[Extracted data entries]
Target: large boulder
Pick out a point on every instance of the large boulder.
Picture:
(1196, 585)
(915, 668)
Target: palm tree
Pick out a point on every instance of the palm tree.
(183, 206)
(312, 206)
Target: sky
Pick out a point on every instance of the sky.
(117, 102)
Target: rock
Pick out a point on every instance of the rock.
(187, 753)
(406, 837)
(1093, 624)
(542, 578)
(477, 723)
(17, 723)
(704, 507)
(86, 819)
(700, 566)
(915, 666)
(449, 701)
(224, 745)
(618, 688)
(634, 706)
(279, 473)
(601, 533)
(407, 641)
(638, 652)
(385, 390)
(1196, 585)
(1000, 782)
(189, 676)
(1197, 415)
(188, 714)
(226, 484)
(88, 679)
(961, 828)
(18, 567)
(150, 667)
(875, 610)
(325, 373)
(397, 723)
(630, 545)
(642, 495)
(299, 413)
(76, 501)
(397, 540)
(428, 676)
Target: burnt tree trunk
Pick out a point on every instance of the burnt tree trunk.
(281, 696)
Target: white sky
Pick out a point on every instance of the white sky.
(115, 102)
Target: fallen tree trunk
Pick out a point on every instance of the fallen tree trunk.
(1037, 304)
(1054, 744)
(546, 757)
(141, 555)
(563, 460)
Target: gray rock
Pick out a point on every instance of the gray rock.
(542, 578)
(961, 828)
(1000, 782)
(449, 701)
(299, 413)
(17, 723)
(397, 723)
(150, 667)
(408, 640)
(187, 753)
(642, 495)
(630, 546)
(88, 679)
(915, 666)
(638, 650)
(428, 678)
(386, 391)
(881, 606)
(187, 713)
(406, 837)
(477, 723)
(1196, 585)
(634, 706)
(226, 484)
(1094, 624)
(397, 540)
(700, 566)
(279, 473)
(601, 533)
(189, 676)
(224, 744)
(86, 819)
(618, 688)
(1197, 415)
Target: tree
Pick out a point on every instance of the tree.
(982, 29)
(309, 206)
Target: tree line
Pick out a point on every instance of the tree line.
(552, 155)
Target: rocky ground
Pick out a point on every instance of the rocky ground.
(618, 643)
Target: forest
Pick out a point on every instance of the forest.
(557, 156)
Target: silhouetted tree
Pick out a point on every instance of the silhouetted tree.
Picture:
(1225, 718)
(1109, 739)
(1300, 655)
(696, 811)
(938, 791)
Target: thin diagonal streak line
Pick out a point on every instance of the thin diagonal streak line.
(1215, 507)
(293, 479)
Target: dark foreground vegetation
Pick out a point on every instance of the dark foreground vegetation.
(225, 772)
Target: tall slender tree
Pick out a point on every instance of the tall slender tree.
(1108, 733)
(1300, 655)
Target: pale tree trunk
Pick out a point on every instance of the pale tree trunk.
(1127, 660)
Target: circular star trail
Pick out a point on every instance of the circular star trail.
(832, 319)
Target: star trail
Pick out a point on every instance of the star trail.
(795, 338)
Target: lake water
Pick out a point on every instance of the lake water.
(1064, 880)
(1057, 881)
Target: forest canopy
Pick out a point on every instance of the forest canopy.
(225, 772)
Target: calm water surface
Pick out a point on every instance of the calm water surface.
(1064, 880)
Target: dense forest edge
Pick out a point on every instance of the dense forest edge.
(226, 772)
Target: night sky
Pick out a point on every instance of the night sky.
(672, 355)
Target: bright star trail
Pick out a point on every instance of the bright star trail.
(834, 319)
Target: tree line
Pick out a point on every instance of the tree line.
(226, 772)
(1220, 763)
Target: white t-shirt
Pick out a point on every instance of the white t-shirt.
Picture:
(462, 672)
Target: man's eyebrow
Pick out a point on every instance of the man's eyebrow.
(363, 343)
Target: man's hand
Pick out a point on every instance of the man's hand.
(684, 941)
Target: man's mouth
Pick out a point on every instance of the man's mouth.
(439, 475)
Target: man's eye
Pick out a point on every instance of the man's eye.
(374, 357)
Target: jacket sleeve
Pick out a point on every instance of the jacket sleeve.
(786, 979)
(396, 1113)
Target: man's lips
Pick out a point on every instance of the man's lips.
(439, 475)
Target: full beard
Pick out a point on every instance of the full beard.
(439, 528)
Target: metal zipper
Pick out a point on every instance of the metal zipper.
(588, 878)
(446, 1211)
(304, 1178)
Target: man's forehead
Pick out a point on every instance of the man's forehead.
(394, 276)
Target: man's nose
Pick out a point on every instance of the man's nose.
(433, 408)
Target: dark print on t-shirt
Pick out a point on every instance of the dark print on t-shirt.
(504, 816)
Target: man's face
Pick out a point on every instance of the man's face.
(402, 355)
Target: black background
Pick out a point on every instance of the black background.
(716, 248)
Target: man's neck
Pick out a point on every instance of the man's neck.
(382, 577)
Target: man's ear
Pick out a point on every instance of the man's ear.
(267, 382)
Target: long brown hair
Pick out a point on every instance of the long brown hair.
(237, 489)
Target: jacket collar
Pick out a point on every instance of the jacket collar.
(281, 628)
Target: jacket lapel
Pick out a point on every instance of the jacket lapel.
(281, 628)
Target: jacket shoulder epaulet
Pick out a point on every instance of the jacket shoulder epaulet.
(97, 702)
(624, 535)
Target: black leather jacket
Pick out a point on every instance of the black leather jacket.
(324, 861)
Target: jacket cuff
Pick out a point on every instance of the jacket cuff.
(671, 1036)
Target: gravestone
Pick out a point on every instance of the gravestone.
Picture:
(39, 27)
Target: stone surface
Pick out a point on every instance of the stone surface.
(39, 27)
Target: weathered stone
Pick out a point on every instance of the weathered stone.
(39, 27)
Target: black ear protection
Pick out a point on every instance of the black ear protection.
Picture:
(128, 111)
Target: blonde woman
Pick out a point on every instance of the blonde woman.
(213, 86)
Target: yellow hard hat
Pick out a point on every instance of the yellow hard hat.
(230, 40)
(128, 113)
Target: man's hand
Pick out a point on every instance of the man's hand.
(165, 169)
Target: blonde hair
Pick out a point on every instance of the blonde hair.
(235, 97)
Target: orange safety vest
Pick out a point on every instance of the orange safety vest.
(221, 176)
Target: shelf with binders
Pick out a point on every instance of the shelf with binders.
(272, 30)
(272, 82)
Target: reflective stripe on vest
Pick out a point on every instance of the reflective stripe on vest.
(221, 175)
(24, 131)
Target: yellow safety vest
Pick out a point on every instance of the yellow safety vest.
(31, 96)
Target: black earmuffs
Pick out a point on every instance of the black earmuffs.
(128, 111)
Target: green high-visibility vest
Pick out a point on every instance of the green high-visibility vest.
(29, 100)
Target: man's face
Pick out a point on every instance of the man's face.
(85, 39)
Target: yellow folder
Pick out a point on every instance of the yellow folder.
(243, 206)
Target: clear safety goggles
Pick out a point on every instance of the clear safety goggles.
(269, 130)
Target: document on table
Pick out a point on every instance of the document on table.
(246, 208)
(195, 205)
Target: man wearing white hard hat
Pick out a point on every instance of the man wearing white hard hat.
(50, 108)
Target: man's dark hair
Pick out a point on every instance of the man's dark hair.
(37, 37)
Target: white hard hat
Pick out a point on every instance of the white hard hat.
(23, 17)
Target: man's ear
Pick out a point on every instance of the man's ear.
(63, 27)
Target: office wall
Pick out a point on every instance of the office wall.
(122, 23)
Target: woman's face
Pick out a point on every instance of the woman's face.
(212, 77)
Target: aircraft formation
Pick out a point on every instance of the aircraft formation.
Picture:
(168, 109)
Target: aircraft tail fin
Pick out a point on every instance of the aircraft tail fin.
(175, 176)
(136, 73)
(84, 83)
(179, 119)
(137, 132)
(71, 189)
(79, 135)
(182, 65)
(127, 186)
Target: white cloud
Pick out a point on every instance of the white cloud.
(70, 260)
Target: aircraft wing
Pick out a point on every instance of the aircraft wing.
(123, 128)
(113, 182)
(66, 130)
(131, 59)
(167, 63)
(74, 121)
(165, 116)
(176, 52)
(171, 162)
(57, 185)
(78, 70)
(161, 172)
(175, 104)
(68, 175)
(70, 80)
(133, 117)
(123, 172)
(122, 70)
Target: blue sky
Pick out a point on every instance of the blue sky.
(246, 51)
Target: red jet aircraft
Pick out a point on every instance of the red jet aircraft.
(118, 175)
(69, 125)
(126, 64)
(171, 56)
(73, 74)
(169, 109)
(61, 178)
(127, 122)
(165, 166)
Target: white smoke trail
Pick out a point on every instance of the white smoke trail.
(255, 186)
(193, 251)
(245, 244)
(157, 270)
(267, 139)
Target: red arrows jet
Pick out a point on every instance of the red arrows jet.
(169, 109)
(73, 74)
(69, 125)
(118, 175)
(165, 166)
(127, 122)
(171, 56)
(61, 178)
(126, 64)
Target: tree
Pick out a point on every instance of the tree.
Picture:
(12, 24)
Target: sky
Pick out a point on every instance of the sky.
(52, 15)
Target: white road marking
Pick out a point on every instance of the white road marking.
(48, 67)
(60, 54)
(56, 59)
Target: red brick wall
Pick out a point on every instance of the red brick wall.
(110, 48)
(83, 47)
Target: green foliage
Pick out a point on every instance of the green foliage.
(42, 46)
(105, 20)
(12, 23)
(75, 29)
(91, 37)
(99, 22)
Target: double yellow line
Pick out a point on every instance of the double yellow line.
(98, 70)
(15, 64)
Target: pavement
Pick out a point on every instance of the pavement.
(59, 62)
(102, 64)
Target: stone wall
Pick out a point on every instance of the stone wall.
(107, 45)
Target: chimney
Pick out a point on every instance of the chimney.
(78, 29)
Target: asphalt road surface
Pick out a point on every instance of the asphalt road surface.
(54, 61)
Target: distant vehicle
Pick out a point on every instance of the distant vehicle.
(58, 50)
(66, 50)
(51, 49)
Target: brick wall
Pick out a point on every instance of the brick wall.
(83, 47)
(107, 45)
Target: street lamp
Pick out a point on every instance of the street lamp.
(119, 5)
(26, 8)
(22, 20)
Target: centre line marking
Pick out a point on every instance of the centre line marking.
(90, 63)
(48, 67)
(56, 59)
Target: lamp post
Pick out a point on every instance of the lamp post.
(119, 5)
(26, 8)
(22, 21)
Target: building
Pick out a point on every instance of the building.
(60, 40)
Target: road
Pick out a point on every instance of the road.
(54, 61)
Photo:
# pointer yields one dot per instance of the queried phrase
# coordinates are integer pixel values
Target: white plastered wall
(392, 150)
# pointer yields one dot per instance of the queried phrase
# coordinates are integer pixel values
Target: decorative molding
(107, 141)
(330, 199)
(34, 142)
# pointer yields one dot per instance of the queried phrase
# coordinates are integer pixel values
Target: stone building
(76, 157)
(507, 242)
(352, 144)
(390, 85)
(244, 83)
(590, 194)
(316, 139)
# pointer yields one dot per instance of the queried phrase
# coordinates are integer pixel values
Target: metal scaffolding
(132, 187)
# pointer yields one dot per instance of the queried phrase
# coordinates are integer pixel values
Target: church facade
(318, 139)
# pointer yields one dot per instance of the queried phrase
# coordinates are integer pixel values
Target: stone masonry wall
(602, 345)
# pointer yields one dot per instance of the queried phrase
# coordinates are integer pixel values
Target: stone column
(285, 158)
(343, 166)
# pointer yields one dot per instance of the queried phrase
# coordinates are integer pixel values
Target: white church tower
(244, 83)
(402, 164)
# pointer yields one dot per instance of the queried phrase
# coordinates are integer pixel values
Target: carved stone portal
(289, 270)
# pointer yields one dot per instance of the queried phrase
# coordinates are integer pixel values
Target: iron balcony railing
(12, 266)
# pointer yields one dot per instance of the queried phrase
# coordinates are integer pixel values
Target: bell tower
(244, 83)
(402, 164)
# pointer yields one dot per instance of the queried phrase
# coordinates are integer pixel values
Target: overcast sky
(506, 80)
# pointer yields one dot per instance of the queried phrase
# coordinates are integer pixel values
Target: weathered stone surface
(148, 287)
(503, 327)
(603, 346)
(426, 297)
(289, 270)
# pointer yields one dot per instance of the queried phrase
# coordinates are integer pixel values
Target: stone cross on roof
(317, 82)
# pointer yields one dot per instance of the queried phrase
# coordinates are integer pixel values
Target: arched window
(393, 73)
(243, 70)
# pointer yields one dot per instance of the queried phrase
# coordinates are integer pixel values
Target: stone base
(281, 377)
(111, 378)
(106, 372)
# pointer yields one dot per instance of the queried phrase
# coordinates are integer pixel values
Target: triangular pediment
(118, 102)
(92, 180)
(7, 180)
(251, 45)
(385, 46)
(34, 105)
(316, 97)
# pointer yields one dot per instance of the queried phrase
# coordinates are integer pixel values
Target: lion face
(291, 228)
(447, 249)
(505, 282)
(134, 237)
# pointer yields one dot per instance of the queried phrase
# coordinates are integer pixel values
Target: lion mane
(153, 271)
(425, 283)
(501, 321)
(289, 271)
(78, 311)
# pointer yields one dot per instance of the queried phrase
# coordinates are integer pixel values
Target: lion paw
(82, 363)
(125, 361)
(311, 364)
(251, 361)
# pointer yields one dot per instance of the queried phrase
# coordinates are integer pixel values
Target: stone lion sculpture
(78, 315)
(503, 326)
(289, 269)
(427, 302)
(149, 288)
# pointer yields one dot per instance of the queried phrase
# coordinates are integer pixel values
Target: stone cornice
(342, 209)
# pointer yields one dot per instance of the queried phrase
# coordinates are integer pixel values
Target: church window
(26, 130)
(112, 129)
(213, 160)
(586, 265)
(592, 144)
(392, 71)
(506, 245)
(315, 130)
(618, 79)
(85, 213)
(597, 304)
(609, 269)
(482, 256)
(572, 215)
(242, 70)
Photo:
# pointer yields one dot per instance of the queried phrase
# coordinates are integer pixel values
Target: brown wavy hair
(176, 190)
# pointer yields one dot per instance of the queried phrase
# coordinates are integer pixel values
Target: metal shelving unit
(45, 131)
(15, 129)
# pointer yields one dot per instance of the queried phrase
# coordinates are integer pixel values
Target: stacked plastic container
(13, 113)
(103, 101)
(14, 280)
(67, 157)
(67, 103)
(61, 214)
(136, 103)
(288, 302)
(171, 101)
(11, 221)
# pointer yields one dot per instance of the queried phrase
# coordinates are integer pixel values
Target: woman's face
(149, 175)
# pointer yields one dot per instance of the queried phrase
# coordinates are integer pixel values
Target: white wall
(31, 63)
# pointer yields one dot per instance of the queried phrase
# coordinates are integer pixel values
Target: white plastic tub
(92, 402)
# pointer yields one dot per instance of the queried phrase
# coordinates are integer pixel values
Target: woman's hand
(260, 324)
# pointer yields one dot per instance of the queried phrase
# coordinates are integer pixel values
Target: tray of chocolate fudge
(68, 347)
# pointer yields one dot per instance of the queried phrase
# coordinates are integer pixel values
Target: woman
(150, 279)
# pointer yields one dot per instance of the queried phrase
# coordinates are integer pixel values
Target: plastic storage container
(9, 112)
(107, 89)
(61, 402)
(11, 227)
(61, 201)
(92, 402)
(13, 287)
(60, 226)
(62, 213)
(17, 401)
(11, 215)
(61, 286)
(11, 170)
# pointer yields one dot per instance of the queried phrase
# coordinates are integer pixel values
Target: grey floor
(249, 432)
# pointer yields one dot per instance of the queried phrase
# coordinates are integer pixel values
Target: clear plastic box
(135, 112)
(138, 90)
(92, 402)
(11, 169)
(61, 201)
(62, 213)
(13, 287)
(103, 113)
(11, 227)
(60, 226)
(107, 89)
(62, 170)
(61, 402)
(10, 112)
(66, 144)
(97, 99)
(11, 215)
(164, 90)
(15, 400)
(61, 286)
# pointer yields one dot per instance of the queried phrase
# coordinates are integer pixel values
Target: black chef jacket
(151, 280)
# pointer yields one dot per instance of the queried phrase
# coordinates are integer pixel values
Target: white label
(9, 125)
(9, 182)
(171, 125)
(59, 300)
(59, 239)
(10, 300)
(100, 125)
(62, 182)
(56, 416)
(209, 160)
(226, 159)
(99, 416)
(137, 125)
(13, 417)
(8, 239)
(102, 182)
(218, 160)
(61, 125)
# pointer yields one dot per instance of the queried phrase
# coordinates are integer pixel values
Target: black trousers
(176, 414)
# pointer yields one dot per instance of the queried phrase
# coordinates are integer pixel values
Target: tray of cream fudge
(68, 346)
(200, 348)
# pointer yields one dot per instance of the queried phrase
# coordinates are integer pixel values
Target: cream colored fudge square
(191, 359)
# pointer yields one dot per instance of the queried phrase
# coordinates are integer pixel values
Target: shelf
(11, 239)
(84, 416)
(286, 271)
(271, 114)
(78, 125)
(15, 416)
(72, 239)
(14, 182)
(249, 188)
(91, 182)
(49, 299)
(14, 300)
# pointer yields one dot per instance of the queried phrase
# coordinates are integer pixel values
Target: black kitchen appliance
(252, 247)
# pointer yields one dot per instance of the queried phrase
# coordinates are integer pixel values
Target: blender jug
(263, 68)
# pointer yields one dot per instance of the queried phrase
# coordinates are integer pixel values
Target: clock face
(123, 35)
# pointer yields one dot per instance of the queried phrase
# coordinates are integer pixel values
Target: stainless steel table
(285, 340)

YOUR INSTRUCTIONS: Nothing beyond the lines from the start of the entries through the line with "Target: gray rock" should appear. Repeat those lines exactly, both ends included.

SOLUTION:
Target: large boulder
Pick out a point on every instance of the large boulder.
Picture:
(1196, 585)
(915, 668)
Target: palm tree
Pick out a point on every instance of the palm tree.
(183, 206)
(312, 206)
Target: sky
Pick out a point on every instance of the sky.
(117, 102)
Target: rock
Pick out a point on every instance of the rock.
(187, 753)
(406, 837)
(1093, 624)
(542, 578)
(477, 723)
(17, 723)
(704, 507)
(86, 819)
(700, 566)
(915, 666)
(449, 701)
(224, 745)
(618, 688)
(634, 706)
(279, 473)
(601, 533)
(407, 641)
(638, 652)
(385, 390)
(1196, 585)
(1000, 782)
(189, 676)
(1197, 415)
(188, 714)
(226, 484)
(88, 679)
(961, 828)
(18, 567)
(150, 667)
(875, 610)
(325, 373)
(397, 723)
(630, 545)
(642, 495)
(299, 413)
(76, 501)
(397, 540)
(428, 676)
Target: burnt tree trunk
Pick out a point on every instance of the burnt tree trunk.
(281, 696)
Target: white sky
Pick out a point on every instance of the white sky.
(115, 102)
Target: fallen tree trunk
Pick out a point on every instance of the fallen tree trunk.
(1037, 304)
(1054, 744)
(546, 757)
(141, 555)
(563, 460)
Target: gray rock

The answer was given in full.